--- begin ---

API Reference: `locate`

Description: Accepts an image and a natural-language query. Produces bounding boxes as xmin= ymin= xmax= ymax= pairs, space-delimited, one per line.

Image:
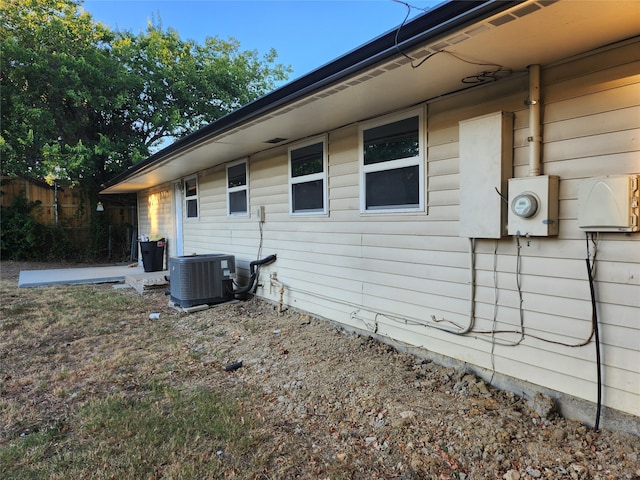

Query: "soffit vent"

xmin=264 ymin=137 xmax=286 ymax=145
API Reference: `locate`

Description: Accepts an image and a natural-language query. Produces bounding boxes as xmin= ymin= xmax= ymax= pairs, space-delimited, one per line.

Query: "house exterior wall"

xmin=138 ymin=184 xmax=175 ymax=261
xmin=146 ymin=42 xmax=640 ymax=424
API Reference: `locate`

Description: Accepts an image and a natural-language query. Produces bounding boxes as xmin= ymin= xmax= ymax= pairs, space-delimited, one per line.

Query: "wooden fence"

xmin=0 ymin=177 xmax=137 ymax=258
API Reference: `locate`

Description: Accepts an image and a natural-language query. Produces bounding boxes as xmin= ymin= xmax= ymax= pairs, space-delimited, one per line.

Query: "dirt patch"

xmin=0 ymin=263 xmax=640 ymax=480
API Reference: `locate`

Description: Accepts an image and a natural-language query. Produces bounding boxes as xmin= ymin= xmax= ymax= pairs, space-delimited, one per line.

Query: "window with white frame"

xmin=360 ymin=110 xmax=424 ymax=212
xmin=289 ymin=137 xmax=327 ymax=214
xmin=227 ymin=160 xmax=249 ymax=216
xmin=184 ymin=177 xmax=198 ymax=218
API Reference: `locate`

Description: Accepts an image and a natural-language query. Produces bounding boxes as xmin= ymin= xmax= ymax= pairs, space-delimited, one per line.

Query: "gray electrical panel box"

xmin=459 ymin=112 xmax=513 ymax=238
xmin=169 ymin=253 xmax=235 ymax=307
xmin=578 ymin=175 xmax=640 ymax=232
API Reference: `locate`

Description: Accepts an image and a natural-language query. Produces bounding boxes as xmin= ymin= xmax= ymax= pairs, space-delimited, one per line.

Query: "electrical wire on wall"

xmin=585 ymin=233 xmax=602 ymax=432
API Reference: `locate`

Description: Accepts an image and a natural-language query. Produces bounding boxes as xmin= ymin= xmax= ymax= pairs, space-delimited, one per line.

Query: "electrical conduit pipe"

xmin=527 ymin=65 xmax=542 ymax=177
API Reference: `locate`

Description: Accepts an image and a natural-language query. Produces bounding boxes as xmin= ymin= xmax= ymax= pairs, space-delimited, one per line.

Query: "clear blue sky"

xmin=83 ymin=0 xmax=442 ymax=80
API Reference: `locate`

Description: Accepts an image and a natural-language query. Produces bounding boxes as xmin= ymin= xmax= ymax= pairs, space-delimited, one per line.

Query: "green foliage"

xmin=0 ymin=194 xmax=47 ymax=260
xmin=0 ymin=0 xmax=290 ymax=191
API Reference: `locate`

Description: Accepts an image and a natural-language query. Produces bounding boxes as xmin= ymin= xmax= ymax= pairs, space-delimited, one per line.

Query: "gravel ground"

xmin=1 ymin=262 xmax=640 ymax=480
xmin=177 ymin=300 xmax=640 ymax=480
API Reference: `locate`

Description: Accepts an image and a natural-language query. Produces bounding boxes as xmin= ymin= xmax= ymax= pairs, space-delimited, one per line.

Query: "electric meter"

xmin=511 ymin=192 xmax=538 ymax=218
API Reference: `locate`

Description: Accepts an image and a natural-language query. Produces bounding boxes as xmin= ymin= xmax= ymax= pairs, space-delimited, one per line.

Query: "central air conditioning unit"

xmin=169 ymin=253 xmax=236 ymax=307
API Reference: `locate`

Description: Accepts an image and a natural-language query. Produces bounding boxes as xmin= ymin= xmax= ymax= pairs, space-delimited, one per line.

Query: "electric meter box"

xmin=578 ymin=175 xmax=640 ymax=232
xmin=507 ymin=175 xmax=559 ymax=237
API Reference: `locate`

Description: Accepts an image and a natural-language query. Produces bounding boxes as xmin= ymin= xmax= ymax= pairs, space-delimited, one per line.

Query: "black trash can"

xmin=140 ymin=238 xmax=165 ymax=272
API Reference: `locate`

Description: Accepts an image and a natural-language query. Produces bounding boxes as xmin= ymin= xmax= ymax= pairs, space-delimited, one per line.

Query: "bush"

xmin=0 ymin=193 xmax=76 ymax=260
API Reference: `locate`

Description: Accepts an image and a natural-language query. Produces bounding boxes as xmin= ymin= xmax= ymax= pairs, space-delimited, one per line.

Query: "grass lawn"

xmin=0 ymin=281 xmax=266 ymax=480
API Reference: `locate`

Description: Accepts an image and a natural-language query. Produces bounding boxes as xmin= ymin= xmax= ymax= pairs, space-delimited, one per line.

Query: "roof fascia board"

xmin=103 ymin=0 xmax=526 ymax=188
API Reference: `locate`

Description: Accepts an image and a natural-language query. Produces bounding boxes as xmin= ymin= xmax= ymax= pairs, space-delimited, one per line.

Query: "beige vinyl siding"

xmin=172 ymin=42 xmax=640 ymax=415
xmin=138 ymin=184 xmax=175 ymax=255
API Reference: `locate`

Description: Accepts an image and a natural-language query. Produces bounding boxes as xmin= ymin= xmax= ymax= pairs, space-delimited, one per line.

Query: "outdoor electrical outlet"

xmin=256 ymin=205 xmax=264 ymax=223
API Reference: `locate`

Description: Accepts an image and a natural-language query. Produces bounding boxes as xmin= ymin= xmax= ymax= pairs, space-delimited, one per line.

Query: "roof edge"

xmin=103 ymin=0 xmax=525 ymax=189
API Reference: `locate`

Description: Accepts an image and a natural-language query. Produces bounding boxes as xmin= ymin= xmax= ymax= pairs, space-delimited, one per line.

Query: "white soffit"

xmin=105 ymin=0 xmax=640 ymax=193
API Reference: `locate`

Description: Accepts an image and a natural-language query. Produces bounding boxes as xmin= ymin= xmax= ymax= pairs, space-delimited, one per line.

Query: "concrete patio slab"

xmin=18 ymin=265 xmax=169 ymax=288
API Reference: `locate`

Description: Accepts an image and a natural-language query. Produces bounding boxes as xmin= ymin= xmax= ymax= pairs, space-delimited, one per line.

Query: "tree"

xmin=113 ymin=22 xmax=291 ymax=149
xmin=0 ymin=0 xmax=290 ymax=192
xmin=0 ymin=0 xmax=139 ymax=190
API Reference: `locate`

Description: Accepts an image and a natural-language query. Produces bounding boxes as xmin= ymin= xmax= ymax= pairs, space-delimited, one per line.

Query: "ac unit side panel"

xmin=169 ymin=254 xmax=235 ymax=307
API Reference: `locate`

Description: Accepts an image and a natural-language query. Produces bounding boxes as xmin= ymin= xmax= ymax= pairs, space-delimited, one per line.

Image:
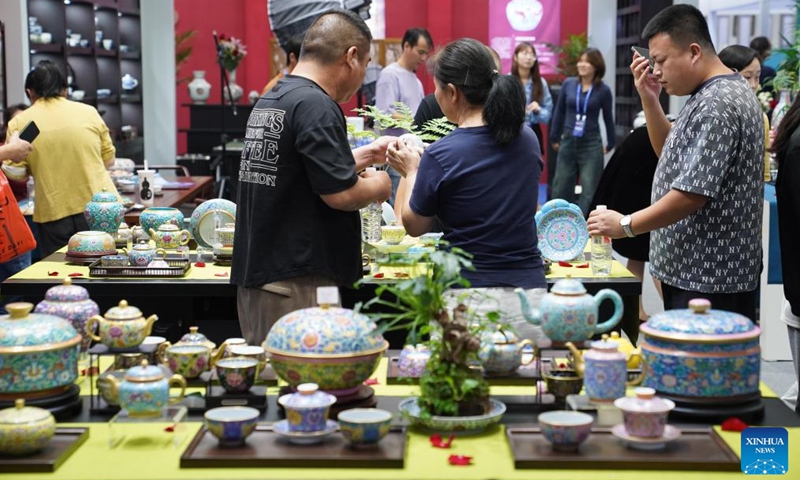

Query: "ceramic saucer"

xmin=611 ymin=423 xmax=681 ymax=450
xmin=272 ymin=420 xmax=339 ymax=445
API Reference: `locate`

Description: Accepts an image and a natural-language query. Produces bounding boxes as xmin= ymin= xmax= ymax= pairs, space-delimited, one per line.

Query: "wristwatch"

xmin=619 ymin=215 xmax=636 ymax=238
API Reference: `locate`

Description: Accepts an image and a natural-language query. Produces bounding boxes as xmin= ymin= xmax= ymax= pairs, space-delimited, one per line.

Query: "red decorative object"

xmin=430 ymin=433 xmax=456 ymax=448
xmin=722 ymin=417 xmax=749 ymax=432
xmin=447 ymin=455 xmax=472 ymax=465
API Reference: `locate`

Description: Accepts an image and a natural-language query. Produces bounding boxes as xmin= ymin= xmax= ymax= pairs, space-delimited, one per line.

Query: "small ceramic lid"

xmin=92 ymin=188 xmax=119 ymax=203
xmin=0 ymin=302 xmax=81 ymax=353
xmin=614 ymin=387 xmax=675 ymax=413
xmin=0 ymin=398 xmax=53 ymax=425
xmin=278 ymin=383 xmax=336 ymax=410
xmin=44 ymin=277 xmax=89 ymax=302
xmin=105 ymin=300 xmax=142 ymax=320
xmin=640 ymin=298 xmax=761 ymax=343
xmin=125 ymin=360 xmax=164 ymax=383
xmin=178 ymin=327 xmax=217 ymax=348
xmin=550 ymin=274 xmax=586 ymax=295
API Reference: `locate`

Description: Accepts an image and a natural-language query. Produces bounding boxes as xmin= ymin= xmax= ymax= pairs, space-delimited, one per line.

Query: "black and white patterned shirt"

xmin=650 ymin=74 xmax=764 ymax=293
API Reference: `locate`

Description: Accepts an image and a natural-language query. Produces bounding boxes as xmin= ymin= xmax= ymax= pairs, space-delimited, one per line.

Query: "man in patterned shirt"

xmin=588 ymin=5 xmax=764 ymax=321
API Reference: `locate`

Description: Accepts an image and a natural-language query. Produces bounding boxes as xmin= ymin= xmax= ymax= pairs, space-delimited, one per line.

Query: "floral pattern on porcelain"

xmin=270 ymin=348 xmax=389 ymax=395
xmin=0 ymin=400 xmax=56 ymax=456
xmin=278 ymin=383 xmax=336 ymax=432
xmin=139 ymin=207 xmax=184 ymax=232
xmin=67 ymin=230 xmax=117 ymax=256
xmin=34 ymin=278 xmax=100 ymax=351
xmin=83 ymin=189 xmax=125 ymax=235
xmin=398 ymin=397 xmax=506 ymax=433
xmin=264 ymin=307 xmax=384 ymax=355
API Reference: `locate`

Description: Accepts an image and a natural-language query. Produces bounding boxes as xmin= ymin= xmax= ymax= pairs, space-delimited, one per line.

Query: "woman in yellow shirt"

xmin=3 ymin=61 xmax=116 ymax=258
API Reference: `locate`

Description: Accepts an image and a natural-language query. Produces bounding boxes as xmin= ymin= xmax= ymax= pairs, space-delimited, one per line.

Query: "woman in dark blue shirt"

xmin=387 ymin=39 xmax=546 ymax=289
xmin=550 ymin=48 xmax=614 ymax=214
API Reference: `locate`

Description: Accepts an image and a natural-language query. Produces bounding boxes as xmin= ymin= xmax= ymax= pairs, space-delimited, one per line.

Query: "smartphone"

xmin=631 ymin=45 xmax=656 ymax=73
xmin=19 ymin=120 xmax=39 ymax=143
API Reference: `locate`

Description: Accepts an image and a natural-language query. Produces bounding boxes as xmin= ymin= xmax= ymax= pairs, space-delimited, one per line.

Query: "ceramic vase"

xmin=188 ymin=70 xmax=211 ymax=105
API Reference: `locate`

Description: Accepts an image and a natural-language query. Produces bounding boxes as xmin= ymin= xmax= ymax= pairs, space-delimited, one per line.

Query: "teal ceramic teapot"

xmin=516 ymin=276 xmax=622 ymax=342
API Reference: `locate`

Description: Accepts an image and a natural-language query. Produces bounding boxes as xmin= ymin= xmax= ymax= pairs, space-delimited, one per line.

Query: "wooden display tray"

xmin=181 ymin=425 xmax=406 ymax=468
xmin=506 ymin=427 xmax=741 ymax=472
xmin=386 ymin=356 xmax=556 ymax=386
xmin=0 ymin=427 xmax=89 ymax=473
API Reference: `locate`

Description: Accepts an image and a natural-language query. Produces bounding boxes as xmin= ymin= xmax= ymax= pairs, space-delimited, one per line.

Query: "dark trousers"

xmin=36 ymin=213 xmax=89 ymax=258
xmin=661 ymin=283 xmax=758 ymax=323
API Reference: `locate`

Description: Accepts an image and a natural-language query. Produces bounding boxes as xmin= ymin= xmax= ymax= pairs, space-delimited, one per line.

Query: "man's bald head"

xmin=300 ymin=8 xmax=372 ymax=65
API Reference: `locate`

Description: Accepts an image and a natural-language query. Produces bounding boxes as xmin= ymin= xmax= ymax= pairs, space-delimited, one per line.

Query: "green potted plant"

xmin=359 ymin=246 xmax=505 ymax=429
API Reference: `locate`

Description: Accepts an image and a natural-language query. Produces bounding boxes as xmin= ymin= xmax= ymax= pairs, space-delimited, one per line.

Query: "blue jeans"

xmin=553 ymin=132 xmax=603 ymax=215
xmin=0 ymin=252 xmax=31 ymax=314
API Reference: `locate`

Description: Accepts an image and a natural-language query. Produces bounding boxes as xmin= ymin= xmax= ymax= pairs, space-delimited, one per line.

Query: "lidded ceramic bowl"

xmin=639 ymin=298 xmax=761 ymax=402
xmin=278 ymin=383 xmax=336 ymax=433
xmin=0 ymin=302 xmax=81 ymax=396
xmin=263 ymin=306 xmax=389 ymax=396
xmin=34 ymin=277 xmax=100 ymax=351
xmin=0 ymin=398 xmax=56 ymax=456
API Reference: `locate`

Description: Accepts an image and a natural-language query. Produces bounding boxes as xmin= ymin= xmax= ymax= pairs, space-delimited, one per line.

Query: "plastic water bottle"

xmin=592 ymin=205 xmax=611 ymax=277
xmin=361 ymin=167 xmax=383 ymax=243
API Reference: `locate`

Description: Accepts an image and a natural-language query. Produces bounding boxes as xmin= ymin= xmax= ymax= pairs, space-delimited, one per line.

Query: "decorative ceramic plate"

xmin=611 ymin=423 xmax=681 ymax=450
xmin=272 ymin=420 xmax=339 ymax=445
xmin=399 ymin=397 xmax=506 ymax=435
xmin=189 ymin=198 xmax=236 ymax=248
xmin=535 ymin=198 xmax=589 ymax=262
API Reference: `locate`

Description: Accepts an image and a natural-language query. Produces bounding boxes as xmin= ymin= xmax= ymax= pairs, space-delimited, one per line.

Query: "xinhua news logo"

xmin=741 ymin=427 xmax=789 ymax=475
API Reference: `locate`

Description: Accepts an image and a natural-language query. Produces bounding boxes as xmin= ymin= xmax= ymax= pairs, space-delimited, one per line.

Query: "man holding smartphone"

xmin=588 ymin=5 xmax=764 ymax=321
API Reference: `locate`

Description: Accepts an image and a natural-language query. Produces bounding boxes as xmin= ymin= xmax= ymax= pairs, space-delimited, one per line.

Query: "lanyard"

xmin=575 ymin=82 xmax=594 ymax=118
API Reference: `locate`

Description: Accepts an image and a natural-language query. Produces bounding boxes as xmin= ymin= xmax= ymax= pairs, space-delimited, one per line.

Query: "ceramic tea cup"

xmin=539 ymin=410 xmax=594 ymax=451
xmin=214 ymin=357 xmax=258 ymax=393
xmin=337 ymin=408 xmax=392 ymax=447
xmin=203 ymin=407 xmax=261 ymax=447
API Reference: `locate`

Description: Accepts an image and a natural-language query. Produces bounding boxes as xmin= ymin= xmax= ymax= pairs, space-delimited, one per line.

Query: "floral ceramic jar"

xmin=86 ymin=300 xmax=158 ymax=351
xmin=614 ymin=388 xmax=675 ymax=438
xmin=106 ymin=360 xmax=186 ymax=417
xmin=139 ymin=207 xmax=183 ymax=232
xmin=278 ymin=383 xmax=336 ymax=433
xmin=639 ymin=298 xmax=761 ymax=401
xmin=149 ymin=223 xmax=189 ymax=250
xmin=83 ymin=188 xmax=125 ymax=235
xmin=0 ymin=303 xmax=81 ymax=397
xmin=0 ymin=398 xmax=56 ymax=456
xmin=34 ymin=277 xmax=100 ymax=352
xmin=263 ymin=306 xmax=389 ymax=396
xmin=516 ymin=277 xmax=622 ymax=342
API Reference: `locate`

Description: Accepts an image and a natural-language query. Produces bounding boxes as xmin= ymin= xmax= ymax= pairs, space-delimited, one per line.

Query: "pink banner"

xmin=489 ymin=0 xmax=561 ymax=75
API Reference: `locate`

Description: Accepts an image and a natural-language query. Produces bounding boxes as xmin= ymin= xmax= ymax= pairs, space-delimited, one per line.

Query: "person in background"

xmin=511 ymin=42 xmax=553 ymax=154
xmin=231 ymin=9 xmax=393 ymax=345
xmin=550 ymin=48 xmax=614 ymax=215
xmin=771 ymin=93 xmax=800 ymax=413
xmin=719 ymin=44 xmax=770 ymax=182
xmin=261 ymin=33 xmax=305 ymax=95
xmin=387 ymin=38 xmax=546 ymax=289
xmin=750 ymin=37 xmax=776 ymax=92
xmin=375 ymin=28 xmax=433 ymax=206
xmin=3 ymin=60 xmax=117 ymax=258
xmin=587 ymin=4 xmax=764 ymax=322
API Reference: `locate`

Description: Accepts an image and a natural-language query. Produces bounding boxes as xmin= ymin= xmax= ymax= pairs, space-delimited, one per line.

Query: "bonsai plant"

xmin=358 ymin=248 xmax=499 ymax=418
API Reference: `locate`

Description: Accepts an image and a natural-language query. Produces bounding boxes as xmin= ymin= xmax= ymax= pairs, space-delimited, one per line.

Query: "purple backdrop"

xmin=489 ymin=0 xmax=561 ymax=75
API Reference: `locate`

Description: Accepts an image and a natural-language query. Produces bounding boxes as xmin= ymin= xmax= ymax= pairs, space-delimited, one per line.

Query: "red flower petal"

xmin=447 ymin=455 xmax=472 ymax=465
xmin=430 ymin=433 xmax=456 ymax=448
xmin=722 ymin=417 xmax=748 ymax=432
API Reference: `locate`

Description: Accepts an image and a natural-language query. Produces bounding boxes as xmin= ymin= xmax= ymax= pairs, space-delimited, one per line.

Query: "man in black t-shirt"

xmin=231 ymin=9 xmax=391 ymax=345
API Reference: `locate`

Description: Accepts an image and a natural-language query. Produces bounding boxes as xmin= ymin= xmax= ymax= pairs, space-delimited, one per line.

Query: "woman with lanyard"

xmin=550 ymin=48 xmax=614 ymax=214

--- end ---

• [OBJECTIVE] Rewrite the material above, requests included, from its beginning through the line that has "xmin=585 ymin=233 xmax=602 ymax=432", multiplying every bounding-box coordinate in the answers by 1.65 and rounding to whole numbers, with halves rounded up. Leave the pictures out.

• [ANSWER TO THE TASK]
API Reference: `locate`

Description: Accepts an image and a natural-language query. Produces bounding boxes as xmin= ymin= xmax= ymax= pairs, space-delimited, one per line.

Image:

Query: "soffit vent"

xmin=436 ymin=226 xmax=472 ymax=239
API Reference: `locate`

Description: Accepts an image and a natural-language query. Produces bounding boxes as xmin= ymin= xmax= ymax= pairs, space-delimited, one per line.

Query: "house exterior wall"

xmin=228 ymin=304 xmax=289 ymax=431
xmin=241 ymin=69 xmax=1056 ymax=700
API Reference: `locate`

Description: Accepts an image and a natural-language query. Produces bounding boxes as xmin= ymin= xmax= ymax= pairs, space-delimited, one per line.

Query: "wooden fence"

xmin=0 ymin=292 xmax=226 ymax=426
API Reference: `locate`

Description: Accepts an image and a natural-language query. Produces bounding boxes as xmin= ymin= xmax= ymax= pairs, space-delimited, one per line.

Query: "dirt patch"

xmin=0 ymin=434 xmax=1056 ymax=792
API Reference: `locate`

Description: Accepts an image and a natural-language query. Produces bounding boxes as xmin= ymin= xmax= ymax= pairs, space-delimited, one per line.

Query: "window with white frame"

xmin=594 ymin=182 xmax=700 ymax=350
xmin=477 ymin=226 xmax=540 ymax=353
xmin=375 ymin=264 xmax=411 ymax=356
xmin=304 ymin=292 xmax=327 ymax=360
API Reference: `locate`

Description: Accepts an image and a natural-language query. Produces bounding boxes as xmin= ymin= xmax= ymax= pairs, space-delimited, one per line.

Query: "gray electrical panel box"

xmin=757 ymin=185 xmax=846 ymax=393
xmin=279 ymin=417 xmax=388 ymax=507
xmin=954 ymin=289 xmax=1056 ymax=383
API Reference: `locate`

Description: Accepts an image and a natural-language query. Produces bounding boxes as xmin= ymin= xmax= ymax= pairs, space-delimited, one per line.

Query: "electrical wire on wall"

xmin=965 ymin=384 xmax=993 ymax=713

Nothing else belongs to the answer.